Some records

((

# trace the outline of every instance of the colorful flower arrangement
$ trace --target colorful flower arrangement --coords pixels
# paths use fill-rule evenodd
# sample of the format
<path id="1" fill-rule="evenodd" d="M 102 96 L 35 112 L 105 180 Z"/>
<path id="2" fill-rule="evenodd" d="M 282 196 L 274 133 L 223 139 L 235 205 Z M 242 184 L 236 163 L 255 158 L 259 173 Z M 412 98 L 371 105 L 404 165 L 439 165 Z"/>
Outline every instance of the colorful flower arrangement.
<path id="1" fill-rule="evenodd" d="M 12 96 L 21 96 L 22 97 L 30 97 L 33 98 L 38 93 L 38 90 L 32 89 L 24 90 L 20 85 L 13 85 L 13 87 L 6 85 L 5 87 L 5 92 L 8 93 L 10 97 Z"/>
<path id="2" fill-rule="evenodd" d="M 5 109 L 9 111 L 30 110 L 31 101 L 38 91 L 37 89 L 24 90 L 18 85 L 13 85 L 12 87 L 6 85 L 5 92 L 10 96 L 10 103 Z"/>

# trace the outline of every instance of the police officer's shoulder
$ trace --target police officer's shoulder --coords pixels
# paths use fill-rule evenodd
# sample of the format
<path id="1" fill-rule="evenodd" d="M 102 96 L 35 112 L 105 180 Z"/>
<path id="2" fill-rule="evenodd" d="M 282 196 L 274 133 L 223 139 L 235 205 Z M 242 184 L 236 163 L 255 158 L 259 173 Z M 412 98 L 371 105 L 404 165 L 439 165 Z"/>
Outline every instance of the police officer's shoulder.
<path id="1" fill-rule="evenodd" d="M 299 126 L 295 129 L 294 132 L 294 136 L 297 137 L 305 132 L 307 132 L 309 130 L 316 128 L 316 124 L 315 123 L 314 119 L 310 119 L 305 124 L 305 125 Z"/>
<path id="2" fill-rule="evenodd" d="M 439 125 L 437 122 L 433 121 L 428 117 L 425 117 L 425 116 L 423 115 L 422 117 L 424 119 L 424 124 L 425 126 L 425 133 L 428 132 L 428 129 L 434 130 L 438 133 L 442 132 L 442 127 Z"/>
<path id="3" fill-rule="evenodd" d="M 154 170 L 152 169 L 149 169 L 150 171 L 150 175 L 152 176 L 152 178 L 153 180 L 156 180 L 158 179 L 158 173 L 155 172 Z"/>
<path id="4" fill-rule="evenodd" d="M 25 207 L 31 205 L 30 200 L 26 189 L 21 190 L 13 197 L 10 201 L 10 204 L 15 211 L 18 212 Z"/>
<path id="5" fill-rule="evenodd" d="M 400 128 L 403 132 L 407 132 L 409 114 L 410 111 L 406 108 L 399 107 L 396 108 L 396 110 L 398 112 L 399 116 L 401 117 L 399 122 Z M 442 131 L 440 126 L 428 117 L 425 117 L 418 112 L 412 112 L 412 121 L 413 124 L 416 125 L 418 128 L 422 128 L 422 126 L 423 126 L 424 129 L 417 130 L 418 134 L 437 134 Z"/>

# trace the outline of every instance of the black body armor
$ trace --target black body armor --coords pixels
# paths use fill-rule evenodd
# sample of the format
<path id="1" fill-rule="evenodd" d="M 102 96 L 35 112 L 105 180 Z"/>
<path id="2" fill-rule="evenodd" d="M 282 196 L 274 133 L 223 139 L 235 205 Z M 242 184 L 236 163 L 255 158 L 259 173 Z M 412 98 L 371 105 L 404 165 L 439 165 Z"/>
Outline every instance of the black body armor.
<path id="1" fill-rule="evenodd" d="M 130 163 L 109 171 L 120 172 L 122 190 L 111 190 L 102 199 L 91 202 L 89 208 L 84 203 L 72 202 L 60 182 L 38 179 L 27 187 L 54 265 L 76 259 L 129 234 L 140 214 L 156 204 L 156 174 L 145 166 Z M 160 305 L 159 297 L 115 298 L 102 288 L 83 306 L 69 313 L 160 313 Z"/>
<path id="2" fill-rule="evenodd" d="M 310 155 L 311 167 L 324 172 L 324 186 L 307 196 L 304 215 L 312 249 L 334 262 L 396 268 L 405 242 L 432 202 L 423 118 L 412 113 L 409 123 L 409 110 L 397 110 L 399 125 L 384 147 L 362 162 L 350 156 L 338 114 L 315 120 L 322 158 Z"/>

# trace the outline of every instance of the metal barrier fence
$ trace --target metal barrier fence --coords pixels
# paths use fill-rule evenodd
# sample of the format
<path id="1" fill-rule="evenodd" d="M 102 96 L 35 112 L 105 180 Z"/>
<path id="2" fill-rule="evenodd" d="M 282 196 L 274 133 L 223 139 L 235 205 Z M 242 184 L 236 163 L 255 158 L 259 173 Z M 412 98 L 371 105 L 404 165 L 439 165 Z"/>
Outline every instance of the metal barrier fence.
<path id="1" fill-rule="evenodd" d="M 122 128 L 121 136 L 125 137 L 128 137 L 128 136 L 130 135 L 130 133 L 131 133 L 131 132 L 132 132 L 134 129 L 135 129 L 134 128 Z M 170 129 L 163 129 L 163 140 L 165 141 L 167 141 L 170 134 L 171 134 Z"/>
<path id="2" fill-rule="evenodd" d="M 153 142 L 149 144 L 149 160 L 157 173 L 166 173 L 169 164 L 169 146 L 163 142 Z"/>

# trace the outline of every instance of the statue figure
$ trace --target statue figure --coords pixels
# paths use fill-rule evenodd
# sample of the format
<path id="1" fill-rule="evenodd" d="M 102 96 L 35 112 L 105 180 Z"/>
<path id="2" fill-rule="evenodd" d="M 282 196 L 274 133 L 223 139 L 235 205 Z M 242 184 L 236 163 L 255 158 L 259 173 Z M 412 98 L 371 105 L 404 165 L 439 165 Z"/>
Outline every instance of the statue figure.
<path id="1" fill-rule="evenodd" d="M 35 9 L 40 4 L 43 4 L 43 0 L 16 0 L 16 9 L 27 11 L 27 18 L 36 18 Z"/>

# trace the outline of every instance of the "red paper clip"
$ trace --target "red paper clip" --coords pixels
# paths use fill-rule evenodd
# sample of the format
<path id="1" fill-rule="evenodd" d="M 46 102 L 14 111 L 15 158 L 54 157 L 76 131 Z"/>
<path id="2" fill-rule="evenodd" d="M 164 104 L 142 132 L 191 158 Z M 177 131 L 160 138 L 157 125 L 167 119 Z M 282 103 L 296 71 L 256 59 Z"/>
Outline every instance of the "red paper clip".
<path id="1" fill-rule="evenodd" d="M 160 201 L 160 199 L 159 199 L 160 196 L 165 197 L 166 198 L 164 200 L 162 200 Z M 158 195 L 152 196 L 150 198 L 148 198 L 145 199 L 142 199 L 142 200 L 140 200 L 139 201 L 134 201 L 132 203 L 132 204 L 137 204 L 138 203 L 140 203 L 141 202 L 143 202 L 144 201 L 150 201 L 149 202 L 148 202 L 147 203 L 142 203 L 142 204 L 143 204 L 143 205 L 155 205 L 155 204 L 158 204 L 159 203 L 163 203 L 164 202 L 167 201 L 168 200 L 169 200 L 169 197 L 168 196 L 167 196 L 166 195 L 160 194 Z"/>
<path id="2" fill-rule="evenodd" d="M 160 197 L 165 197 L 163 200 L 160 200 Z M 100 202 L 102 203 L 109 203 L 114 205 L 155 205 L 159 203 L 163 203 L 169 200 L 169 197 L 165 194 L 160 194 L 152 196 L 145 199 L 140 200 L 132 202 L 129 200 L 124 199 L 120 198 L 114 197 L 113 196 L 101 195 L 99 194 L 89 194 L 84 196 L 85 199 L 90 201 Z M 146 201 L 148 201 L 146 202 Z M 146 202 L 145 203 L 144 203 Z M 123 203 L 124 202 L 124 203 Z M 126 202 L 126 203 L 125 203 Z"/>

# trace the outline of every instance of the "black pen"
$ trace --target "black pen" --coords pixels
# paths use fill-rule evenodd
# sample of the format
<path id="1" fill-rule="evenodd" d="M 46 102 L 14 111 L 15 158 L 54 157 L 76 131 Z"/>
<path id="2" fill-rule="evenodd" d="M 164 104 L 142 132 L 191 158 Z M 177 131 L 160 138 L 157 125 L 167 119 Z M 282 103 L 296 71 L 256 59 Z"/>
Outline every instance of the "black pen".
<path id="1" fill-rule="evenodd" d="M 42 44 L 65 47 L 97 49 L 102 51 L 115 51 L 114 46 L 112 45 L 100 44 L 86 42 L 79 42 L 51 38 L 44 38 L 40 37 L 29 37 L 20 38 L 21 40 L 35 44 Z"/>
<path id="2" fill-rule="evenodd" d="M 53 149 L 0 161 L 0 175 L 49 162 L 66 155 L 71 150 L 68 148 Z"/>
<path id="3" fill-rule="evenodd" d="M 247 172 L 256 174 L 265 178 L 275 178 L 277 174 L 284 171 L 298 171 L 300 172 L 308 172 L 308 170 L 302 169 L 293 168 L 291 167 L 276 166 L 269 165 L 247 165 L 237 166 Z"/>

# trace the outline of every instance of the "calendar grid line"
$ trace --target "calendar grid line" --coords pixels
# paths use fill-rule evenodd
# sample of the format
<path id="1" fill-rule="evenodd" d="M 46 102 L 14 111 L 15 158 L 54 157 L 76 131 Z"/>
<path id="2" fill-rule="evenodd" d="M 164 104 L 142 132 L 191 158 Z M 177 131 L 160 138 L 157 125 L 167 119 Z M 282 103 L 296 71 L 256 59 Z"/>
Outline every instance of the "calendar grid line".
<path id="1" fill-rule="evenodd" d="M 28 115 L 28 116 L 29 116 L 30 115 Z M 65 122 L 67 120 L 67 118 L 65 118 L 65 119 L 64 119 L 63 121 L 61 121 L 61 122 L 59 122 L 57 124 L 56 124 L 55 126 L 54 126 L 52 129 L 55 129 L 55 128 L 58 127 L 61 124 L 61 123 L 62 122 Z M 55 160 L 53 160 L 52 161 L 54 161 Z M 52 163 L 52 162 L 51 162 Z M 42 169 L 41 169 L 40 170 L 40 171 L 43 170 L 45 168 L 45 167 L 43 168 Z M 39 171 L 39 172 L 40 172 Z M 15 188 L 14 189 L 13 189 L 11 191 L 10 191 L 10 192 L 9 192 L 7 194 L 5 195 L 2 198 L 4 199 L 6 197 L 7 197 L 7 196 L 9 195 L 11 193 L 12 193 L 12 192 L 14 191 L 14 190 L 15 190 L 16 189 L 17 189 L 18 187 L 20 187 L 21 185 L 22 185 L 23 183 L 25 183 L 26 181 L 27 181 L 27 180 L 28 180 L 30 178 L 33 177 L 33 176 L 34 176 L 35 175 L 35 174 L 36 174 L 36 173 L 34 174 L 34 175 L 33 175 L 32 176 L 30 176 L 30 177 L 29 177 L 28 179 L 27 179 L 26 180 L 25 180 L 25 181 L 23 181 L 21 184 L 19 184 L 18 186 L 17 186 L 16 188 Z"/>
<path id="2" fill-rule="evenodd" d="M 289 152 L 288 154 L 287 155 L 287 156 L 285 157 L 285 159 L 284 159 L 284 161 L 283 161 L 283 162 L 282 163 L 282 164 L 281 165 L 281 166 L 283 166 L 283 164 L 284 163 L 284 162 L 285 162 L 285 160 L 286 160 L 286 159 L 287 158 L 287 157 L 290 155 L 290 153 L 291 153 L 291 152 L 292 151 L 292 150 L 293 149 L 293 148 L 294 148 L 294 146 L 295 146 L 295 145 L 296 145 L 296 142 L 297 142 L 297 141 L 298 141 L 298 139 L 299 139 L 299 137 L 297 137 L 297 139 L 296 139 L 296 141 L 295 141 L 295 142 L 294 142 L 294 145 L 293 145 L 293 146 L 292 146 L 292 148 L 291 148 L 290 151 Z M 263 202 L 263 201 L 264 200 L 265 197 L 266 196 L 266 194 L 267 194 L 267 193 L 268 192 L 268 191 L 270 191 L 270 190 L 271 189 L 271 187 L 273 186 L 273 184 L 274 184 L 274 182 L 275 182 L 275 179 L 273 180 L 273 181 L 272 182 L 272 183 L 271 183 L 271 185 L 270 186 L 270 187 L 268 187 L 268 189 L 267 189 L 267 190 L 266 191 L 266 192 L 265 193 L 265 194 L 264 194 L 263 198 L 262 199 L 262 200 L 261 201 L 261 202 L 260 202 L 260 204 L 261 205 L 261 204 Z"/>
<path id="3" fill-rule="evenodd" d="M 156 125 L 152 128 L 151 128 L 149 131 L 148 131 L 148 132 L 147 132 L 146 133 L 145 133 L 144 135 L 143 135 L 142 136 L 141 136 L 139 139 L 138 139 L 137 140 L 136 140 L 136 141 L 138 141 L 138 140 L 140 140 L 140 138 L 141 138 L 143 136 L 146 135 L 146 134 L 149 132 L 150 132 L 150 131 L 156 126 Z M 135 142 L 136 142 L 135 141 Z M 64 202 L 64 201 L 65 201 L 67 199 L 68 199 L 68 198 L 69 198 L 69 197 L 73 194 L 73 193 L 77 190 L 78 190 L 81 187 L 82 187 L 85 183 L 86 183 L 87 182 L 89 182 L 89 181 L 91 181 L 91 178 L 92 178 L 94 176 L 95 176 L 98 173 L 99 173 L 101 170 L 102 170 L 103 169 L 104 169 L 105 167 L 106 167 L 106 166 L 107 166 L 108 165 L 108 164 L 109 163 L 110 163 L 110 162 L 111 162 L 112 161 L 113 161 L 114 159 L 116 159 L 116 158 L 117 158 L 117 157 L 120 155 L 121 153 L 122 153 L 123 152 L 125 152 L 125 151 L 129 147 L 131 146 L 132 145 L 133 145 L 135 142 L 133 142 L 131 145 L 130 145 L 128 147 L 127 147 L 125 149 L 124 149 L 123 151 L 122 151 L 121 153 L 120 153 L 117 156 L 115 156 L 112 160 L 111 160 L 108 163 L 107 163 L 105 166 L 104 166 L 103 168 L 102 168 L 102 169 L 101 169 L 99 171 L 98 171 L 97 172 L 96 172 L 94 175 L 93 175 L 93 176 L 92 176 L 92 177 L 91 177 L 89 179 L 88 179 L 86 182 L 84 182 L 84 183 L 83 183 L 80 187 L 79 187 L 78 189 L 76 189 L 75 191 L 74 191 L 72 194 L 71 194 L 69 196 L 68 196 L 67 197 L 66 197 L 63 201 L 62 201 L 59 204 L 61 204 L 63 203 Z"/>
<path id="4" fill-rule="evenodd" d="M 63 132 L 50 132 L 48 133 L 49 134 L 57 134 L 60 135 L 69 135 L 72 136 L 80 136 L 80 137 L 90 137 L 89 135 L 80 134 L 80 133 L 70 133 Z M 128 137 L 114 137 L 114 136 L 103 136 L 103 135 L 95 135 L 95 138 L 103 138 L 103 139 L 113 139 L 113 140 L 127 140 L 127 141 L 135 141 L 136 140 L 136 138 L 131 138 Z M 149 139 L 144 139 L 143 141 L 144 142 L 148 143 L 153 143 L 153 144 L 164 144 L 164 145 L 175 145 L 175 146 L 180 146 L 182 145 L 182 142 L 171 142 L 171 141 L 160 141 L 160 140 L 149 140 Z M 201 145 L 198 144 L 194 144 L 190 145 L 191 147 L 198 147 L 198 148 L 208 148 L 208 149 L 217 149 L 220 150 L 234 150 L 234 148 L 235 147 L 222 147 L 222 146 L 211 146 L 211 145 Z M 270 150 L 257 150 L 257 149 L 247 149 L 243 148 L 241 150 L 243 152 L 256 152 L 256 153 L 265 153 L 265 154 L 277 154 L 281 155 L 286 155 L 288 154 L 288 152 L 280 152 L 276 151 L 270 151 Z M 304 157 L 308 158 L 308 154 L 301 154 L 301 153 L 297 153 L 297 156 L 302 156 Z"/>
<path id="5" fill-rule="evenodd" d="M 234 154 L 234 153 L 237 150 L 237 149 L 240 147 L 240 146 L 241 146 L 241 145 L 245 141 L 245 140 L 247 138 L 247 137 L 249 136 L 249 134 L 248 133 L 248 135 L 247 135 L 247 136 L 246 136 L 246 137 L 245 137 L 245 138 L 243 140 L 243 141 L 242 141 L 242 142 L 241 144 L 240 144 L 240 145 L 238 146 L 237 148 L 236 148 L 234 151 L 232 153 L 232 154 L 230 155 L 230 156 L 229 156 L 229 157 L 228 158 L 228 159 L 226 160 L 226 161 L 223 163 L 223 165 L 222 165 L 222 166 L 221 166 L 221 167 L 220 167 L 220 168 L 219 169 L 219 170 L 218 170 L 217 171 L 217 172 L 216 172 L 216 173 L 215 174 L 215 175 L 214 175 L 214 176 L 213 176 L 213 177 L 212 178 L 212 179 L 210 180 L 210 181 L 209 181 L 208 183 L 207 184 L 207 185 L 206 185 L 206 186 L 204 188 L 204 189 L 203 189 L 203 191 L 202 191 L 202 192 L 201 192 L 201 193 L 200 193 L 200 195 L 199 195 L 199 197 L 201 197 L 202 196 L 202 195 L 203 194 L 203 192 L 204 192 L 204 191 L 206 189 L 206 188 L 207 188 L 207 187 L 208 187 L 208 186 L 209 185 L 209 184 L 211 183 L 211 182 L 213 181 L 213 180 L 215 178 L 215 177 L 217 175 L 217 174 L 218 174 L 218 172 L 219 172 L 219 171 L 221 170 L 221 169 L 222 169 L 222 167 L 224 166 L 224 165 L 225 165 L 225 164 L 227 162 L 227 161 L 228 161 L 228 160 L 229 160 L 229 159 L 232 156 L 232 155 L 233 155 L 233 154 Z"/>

))

Written problem:
Copy out the part of the entries that opens with the line containing "# trace the outline of every instance of the police" and closes with the line containing "25 207 L 31", keeping every line the same.

Exercise response:
# trace the outline of every instance of the police officer's shoulder
$ trace --target police officer's shoulder --coords pixels
# paths use fill-rule evenodd
# sample of the format
<path id="1" fill-rule="evenodd" d="M 102 96 L 35 112 L 105 180 Z"/>
<path id="2" fill-rule="evenodd" d="M 282 196 L 274 133 L 223 139 L 235 205 Z M 242 184 L 236 163 L 255 158 L 259 173 Z M 412 98 L 371 105 L 404 165 L 439 165 Z"/>
Outline every instance of the police officer's shoulder.
<path id="1" fill-rule="evenodd" d="M 299 126 L 295 129 L 294 132 L 294 136 L 297 137 L 305 132 L 307 132 L 309 130 L 316 128 L 316 124 L 315 123 L 314 119 L 310 119 L 305 124 L 305 125 Z"/>
<path id="2" fill-rule="evenodd" d="M 439 125 L 437 122 L 433 121 L 428 117 L 425 117 L 425 116 L 423 115 L 422 117 L 424 119 L 424 124 L 425 126 L 425 133 L 428 132 L 428 129 L 434 130 L 438 133 L 442 132 L 442 127 Z"/>
<path id="3" fill-rule="evenodd" d="M 154 170 L 152 169 L 149 169 L 150 171 L 150 175 L 152 176 L 152 178 L 153 180 L 156 180 L 158 179 L 158 173 L 155 172 Z"/>
<path id="4" fill-rule="evenodd" d="M 25 207 L 31 205 L 30 200 L 26 189 L 21 190 L 13 197 L 10 201 L 10 204 L 15 211 L 18 212 Z"/>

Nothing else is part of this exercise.